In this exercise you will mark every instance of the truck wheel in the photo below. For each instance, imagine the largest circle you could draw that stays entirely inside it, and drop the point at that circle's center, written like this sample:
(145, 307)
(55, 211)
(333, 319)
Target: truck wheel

•••

_Work instruction_:
Count of lines with the string "wheel" in the material above: give that number only.

_Response below_:
2